WORK INSTRUCTION:
Output all of the data below exactly as given.

[Saved entries]
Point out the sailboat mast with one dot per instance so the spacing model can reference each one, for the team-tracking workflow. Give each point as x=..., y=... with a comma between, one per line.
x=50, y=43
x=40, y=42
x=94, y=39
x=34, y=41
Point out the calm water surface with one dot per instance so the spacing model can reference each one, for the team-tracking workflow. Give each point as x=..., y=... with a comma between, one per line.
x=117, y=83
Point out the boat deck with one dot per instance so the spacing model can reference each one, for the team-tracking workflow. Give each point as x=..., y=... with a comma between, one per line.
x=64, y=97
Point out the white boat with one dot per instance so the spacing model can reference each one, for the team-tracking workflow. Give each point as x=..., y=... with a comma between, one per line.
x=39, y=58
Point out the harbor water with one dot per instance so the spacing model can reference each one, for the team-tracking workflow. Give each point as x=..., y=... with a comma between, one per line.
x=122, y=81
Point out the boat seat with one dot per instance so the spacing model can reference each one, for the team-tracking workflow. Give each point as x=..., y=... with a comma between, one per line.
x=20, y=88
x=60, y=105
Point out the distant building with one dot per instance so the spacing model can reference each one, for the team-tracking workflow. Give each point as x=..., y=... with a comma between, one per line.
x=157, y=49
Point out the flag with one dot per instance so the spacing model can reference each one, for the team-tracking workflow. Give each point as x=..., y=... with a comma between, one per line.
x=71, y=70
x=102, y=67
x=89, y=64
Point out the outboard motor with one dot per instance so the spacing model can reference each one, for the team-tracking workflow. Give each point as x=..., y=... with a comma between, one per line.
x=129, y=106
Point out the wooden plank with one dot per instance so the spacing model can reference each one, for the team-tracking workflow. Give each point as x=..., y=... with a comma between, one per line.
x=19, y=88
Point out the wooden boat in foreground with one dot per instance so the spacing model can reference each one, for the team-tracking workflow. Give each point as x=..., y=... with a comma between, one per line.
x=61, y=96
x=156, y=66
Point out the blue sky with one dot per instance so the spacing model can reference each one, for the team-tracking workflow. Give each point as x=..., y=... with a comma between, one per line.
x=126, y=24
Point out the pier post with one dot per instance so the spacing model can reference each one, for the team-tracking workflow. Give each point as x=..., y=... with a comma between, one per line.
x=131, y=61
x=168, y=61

FINISHED TASK:
Point out the sailboat mast with one dot per instance so the spacing model can reference each one, for the team-tracking workflow. Give each point as x=..., y=... with a comma between, one per line.
x=50, y=43
x=40, y=42
x=94, y=39
x=34, y=41
Point out the calm water surface with one dot per instance so the spacing model can reference each one, for the team-tracking workflow. Give each point as x=..., y=... with a comma between, one per line.
x=117, y=83
Point out the boat deck with one dot per instance so the spacing model can reference each one, for the team-tracking workflow. Give each point as x=..., y=... with a comma between, one per line.
x=64, y=97
Point out the white boat with one dot per instance so the spacing model can reference each one, for the team-tracking workflow. Give each point as x=..., y=... with a comma between, one per line.
x=39, y=58
Point out the harbor water with one dot per instance so the spacing model can reference each one, for the team-tracking workflow. Give each point as x=..., y=... with a comma between, one per line.
x=122, y=81
Point out the boat seat with one dot per instance so the spacing model can reference each one, for the team-tracking workflow. Give each point as x=..., y=... with a comma between, one per line.
x=20, y=88
x=60, y=105
Point out the distant building with one dot per instance so the spacing model can reference each one, for the team-tracking workflow. Give each point as x=..., y=... with a comma between, one per line.
x=157, y=49
Point out the flag with one dot per instance so the spacing model can reference each one, for the team-tracking workflow. Give each point as x=..., y=... with a comma between, one per line.
x=71, y=70
x=102, y=67
x=89, y=64
Point out the outboard motor with one dot per instance so the spacing model can reference each one, for the team-tracking workflow. Give each point as x=..., y=... with a comma between, one per line.
x=129, y=106
Point out the wooden plank with one dot per instance so the spacing model can reference each one, for the team-tracking workflow. Give each point as x=..., y=... with a comma between, one per line.
x=19, y=88
Point out the wooden boat in foreground with one dot per instance so the spacing model can reference each one, for the team-tracking workflow. Give each point as x=..., y=... with a comma between, one per line.
x=61, y=96
x=156, y=66
Point out the blue sky with one dot per instance so the spacing model can reference each one, for the team-tracking workflow. Give each point as x=..., y=... with a comma between, one per line.
x=126, y=24
Point out the pier post with one dot per instance so the spacing model can reference each one, for the team-tracking workflow. Give each point as x=..., y=... with a comma between, one per line.
x=131, y=61
x=168, y=61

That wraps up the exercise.